WORK ITEM: How do the lines below between the ones holding "Indicate one point per instance of the boat railing, formatted" and "Indicate one point per instance of the black strap, formatted", inclusive, read? Give them again exactly, with no other lines.

DATA FOR THIS TASK:
Segment Open

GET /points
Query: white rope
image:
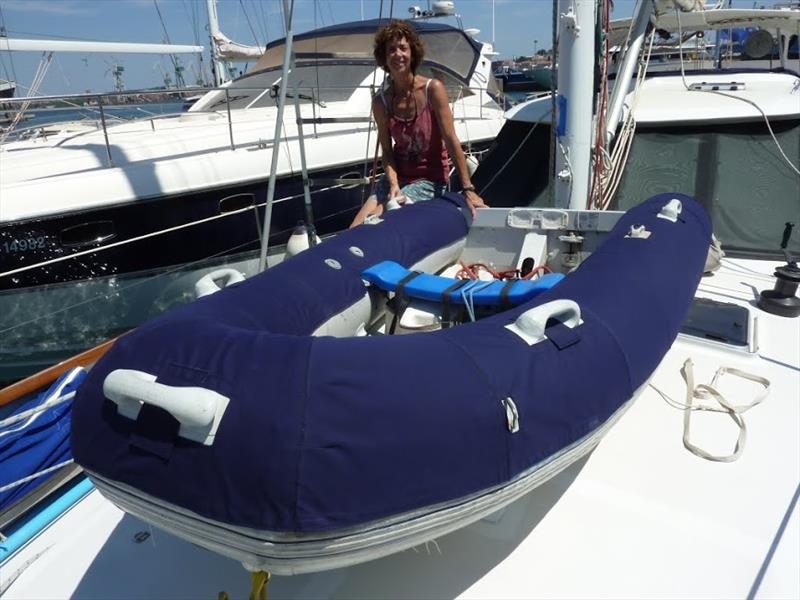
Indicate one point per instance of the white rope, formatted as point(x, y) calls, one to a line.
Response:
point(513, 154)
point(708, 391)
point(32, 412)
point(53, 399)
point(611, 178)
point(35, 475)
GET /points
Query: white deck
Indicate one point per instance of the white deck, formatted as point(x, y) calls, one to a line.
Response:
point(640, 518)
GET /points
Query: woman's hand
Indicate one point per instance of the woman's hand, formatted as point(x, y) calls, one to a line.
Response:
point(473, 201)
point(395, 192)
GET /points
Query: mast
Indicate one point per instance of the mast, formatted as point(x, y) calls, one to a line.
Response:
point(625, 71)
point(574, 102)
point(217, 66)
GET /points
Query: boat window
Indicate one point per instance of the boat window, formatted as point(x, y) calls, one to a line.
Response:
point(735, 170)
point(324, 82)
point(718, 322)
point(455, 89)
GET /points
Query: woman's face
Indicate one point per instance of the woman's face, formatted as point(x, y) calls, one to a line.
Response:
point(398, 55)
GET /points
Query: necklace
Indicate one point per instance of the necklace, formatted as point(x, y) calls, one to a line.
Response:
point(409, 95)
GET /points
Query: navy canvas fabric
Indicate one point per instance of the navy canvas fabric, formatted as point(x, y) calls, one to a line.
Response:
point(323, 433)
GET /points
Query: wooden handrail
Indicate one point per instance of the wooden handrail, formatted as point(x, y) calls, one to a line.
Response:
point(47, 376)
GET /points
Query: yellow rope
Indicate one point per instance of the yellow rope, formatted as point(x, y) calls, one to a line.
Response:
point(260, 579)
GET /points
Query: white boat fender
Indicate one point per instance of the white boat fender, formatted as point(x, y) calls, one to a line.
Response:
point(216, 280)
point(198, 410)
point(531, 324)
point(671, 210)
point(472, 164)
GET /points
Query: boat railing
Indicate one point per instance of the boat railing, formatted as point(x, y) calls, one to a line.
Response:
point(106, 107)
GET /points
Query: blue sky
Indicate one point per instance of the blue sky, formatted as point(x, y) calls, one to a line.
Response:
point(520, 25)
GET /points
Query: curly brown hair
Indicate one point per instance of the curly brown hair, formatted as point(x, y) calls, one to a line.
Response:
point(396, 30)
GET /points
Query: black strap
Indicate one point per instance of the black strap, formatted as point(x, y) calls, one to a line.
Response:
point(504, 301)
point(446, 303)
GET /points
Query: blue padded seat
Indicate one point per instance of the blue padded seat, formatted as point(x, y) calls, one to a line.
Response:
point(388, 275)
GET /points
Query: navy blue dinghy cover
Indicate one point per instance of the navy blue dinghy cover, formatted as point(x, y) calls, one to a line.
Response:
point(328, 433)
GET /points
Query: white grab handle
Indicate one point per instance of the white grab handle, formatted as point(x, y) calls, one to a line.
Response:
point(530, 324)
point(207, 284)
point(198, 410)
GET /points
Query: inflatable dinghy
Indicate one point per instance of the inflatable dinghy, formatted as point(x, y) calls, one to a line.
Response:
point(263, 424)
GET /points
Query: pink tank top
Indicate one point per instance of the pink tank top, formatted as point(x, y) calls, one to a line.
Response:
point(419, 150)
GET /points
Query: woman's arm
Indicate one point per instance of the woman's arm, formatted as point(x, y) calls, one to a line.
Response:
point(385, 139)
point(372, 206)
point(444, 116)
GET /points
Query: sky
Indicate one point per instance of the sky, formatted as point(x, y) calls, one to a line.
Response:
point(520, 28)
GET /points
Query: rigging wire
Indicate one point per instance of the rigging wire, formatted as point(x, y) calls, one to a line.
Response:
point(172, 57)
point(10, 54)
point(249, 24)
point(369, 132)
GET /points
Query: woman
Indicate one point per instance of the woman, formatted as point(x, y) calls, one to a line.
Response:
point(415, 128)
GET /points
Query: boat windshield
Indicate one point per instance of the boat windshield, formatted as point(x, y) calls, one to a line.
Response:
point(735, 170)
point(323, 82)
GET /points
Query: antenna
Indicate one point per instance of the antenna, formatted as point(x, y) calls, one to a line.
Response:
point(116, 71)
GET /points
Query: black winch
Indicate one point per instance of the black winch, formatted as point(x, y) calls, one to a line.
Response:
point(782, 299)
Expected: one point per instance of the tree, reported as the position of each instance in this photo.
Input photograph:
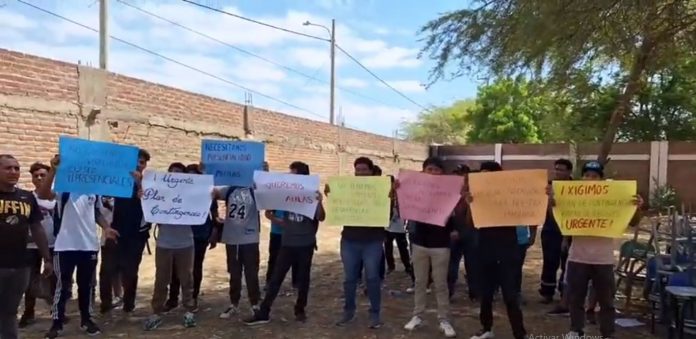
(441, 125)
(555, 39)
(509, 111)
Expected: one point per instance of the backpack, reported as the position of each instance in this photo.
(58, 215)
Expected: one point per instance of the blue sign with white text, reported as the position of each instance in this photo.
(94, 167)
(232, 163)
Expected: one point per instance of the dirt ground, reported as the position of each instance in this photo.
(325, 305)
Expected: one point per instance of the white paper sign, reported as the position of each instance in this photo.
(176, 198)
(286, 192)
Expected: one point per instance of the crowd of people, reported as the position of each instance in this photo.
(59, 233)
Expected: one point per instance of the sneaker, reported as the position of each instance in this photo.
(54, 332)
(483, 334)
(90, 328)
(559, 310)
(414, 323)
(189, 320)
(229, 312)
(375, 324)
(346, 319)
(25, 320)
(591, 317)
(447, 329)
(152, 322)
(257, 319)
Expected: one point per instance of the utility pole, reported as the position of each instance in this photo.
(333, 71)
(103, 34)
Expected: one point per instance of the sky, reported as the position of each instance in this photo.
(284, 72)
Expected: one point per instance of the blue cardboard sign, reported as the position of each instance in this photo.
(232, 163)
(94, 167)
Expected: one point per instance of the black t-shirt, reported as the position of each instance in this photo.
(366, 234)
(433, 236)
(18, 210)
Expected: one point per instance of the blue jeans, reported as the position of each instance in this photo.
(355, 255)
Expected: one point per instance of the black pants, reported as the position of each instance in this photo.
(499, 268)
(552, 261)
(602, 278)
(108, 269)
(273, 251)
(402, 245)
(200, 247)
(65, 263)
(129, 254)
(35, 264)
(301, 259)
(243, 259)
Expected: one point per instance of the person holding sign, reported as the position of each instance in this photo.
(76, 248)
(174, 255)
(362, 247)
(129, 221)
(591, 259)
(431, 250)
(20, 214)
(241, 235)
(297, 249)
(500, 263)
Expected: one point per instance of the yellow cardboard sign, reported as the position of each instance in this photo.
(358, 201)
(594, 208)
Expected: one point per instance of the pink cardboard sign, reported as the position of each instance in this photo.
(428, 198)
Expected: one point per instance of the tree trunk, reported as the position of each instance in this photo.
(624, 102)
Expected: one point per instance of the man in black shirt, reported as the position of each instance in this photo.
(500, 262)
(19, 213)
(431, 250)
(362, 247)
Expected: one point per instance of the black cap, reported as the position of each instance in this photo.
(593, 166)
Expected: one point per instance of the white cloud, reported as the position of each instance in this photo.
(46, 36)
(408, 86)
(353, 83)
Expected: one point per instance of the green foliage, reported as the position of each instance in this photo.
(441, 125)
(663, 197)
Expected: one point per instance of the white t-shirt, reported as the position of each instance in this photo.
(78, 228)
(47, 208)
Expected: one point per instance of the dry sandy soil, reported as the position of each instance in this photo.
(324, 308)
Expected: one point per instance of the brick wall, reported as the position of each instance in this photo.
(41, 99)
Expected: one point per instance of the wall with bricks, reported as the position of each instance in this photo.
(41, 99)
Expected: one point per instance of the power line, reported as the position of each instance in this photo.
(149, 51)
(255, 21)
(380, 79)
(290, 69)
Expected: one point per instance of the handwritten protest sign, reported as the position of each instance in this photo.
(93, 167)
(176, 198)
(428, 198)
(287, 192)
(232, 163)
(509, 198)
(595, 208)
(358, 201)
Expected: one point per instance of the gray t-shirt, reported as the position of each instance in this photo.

Segment Closed
Segment Open

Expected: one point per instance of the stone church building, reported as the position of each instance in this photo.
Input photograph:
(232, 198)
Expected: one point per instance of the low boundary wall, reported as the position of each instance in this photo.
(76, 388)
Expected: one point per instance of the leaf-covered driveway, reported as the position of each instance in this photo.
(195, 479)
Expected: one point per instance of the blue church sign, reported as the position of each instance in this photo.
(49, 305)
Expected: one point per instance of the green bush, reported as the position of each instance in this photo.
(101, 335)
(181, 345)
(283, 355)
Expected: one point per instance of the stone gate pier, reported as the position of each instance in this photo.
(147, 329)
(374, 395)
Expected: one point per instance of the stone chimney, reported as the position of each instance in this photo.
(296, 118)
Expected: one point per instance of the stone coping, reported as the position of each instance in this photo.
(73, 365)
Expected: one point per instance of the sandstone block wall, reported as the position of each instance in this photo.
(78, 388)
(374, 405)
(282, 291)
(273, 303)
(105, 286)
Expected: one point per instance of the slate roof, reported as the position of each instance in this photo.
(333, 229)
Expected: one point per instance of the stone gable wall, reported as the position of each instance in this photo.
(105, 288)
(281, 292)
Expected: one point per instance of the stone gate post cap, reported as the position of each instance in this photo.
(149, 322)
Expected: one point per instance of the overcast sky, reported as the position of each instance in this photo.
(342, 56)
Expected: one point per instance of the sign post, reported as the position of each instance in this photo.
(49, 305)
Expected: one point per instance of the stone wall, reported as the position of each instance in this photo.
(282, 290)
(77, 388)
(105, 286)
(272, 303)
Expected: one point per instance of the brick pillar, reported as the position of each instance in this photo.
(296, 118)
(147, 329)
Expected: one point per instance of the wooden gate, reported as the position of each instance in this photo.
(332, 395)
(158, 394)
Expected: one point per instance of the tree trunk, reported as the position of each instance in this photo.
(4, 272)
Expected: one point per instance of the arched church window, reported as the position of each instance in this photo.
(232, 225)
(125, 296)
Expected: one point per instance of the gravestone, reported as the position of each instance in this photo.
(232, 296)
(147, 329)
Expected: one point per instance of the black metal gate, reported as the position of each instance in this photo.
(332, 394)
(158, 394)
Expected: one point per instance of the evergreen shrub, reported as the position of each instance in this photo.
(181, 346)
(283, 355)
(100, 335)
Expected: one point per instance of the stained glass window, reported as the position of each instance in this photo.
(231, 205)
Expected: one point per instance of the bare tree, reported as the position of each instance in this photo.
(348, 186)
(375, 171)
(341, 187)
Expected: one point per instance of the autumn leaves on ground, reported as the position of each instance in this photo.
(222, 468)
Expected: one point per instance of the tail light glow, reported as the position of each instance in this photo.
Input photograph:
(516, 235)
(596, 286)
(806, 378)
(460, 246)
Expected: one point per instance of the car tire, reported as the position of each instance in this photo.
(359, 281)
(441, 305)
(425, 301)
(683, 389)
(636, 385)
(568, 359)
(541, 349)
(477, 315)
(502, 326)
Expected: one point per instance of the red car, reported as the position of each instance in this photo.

Segment Closed

OUTPUT OF THE EXERCISE:
Indicate one point per instance of the boat railing, formatted as point(x, y) calls, one to a line.
Response:
point(106, 107)
GET /points
Query: blue sky
Indicate one point per instance of the blue sky, formatted as point(x, y) calls, one to a line.
Response:
point(520, 25)
GET /points
Query: curly brown hair
Indicate one point per instance of the curly brown hair, formatted as point(x, y) calls, one to a line.
Response:
point(396, 30)
GET /points
Query: black strap
Indicate one point per instance of the black strap, formatted as point(x, y) calls, one to a line.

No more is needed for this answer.